Quoted passage ::
%%
New Zealand dollar push to 70c?

New Zealand dollar to 70c?

As the dollar continues, it's a downward spiral, risk-on currencies such as the New Zealand dollar have seen a rise in value. I have talked about how the market is slowly pricing in the long-term effects of the Coronavirus on macro-environments, and it seems like the Currency markets are gradually displaying this.

NZD/USD in Blue, CAD/USD in Teal, EUR/USD in Orange, GBP/USD in Red

New Zealand returns higher than it's peers

The New Zealand Dollar is up 9.06% against the USD. However, at the same time, we see the Pound, Euro, and Canadian dollar only up 4.76%, 7.45%, and 5.35%, respectively. We can interpret the returns in the light of the Coronavirus and the respective geographical macro environment. The United Kingdom has been hit hard with the Coronavirus amongst battling with Brexit woes. Canada has had a relatively successful Coronavirus response, without having to resort to a strict lockdown, and Europe having hot spots of the pandemic, however, have had a cohesive response to the pandemic, coming up with a 750 Billion Euro recovery fund to fight the economic damage caused by the Coronavirus.

However, no nation has gone as hard and fast as New Zealand, going from citizens have relative freedom to lockdown in less than a week. New Zealand's relatively quick response may have come at an economic cost. However, it is similar to ripping the band-aid off as quickly as possible. This high initial cost may prove beneficial for the nation down the line, and the market is pricing this in accordingly with the appreciation of the New Zealand Dollar.
%%
Study questions ::
1: List each currency pair named in the chart caption of the New Zealand dollar article, along with the color given for it.
2: Return the part of the New Zealand dollar article that opens with the words containing "New Zealand returns" and closes with "by the Coronavirus.".

Recorded data
%%
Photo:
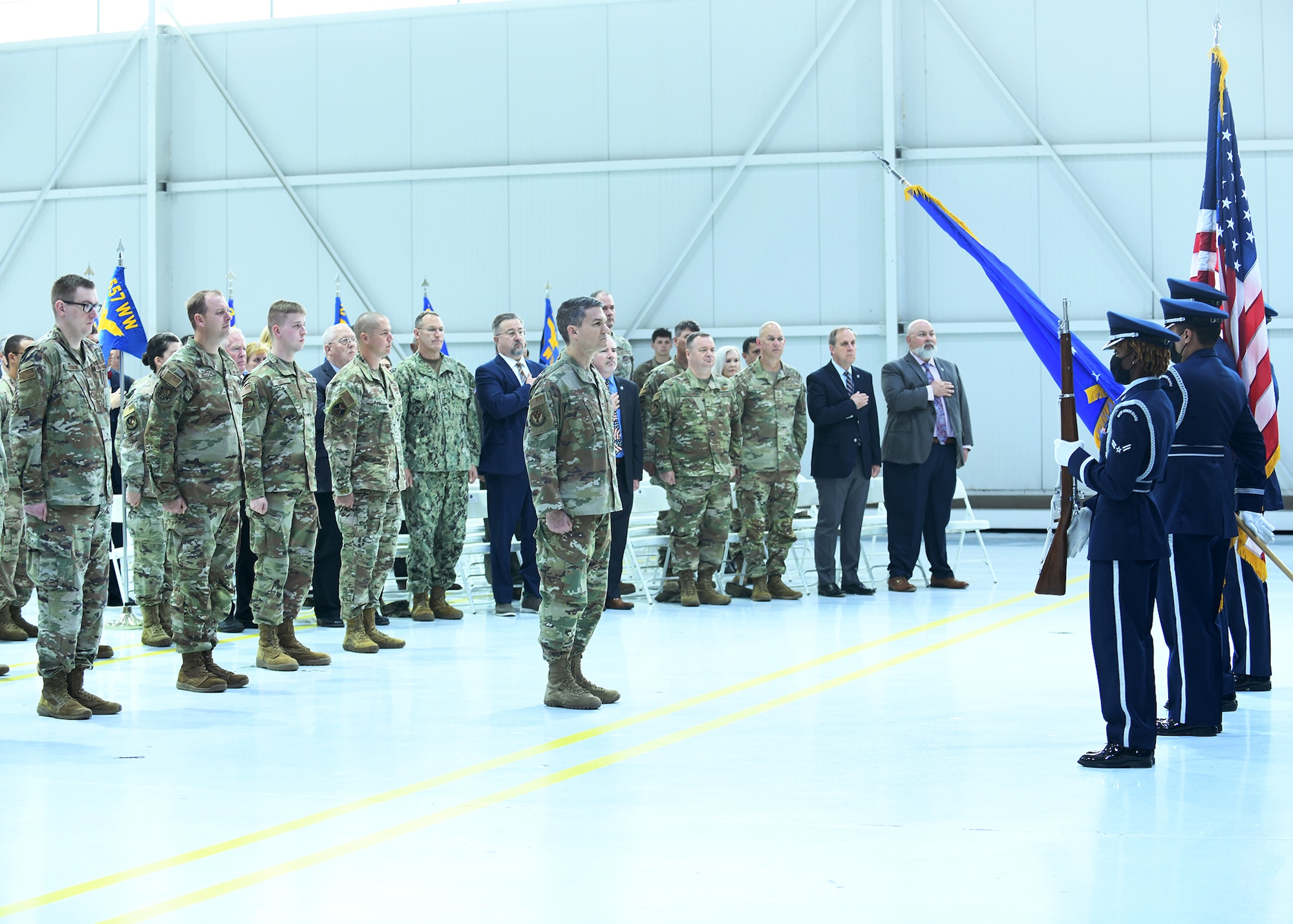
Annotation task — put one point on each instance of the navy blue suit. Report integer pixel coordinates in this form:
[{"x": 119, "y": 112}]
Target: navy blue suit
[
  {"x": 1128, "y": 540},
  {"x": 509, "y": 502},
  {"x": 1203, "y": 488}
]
%%
%%
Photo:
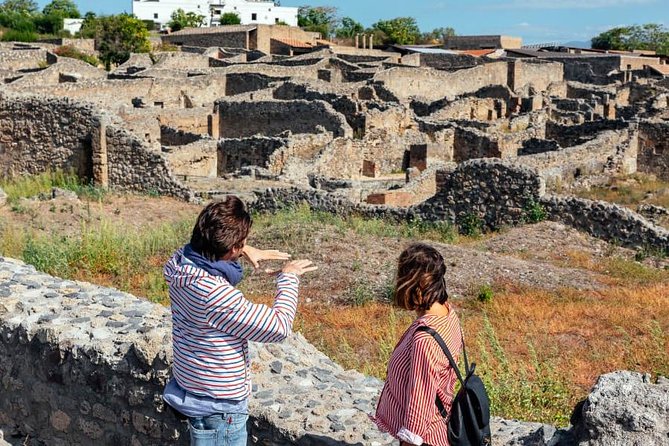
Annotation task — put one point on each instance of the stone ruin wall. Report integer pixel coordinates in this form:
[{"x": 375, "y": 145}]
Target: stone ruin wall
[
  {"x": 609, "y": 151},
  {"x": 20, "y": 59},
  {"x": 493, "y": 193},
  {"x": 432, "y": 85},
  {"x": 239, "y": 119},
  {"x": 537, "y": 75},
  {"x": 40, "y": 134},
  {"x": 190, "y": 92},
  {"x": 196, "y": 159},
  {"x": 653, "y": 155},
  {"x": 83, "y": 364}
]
%%
%%
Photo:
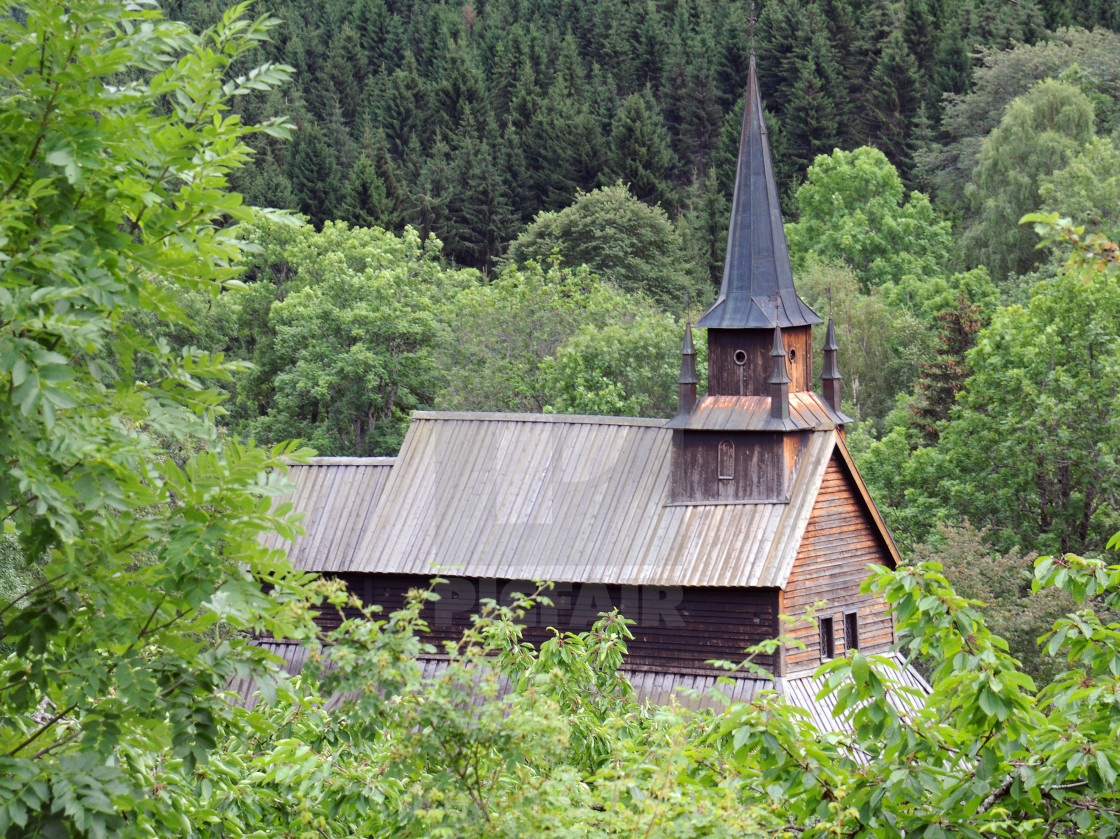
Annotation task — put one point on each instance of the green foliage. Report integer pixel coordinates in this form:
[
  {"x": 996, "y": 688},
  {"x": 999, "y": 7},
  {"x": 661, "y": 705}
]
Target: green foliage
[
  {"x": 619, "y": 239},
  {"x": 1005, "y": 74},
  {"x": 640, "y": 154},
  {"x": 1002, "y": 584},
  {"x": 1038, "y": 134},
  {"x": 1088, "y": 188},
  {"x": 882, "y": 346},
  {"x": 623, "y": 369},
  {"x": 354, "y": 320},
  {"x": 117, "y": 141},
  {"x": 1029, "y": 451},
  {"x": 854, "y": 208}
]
%%
Answers to this exercise ::
1:
NZD/USD: Blue
CAD/USD: Teal
EUR/USD: Orange
GBP/USD: Red

2:
New Zealand returns higher than it's peers

The New Zealand Dollar is up 9.06% against the USD. However, at the same time, we see the Pound, Euro, and Canadian dollar only up 4.76%, 7.45%, and 5.35%, respectively. We can interpret the returns in the light of the Coronavirus and the respective geographical macro environment. The United Kingdom has been hit hard with the Coronavirus amongst battling with Brexit woes. Canada has had a relatively successful Coronavirus response, without having to resort to a strict lockdown, and Europe having hot spots of the pandemic, however, have had a cohesive response to the pandemic, coming up with a 750 Billion Euro recovery fund to fight the economic damage caused by the Coronavirus.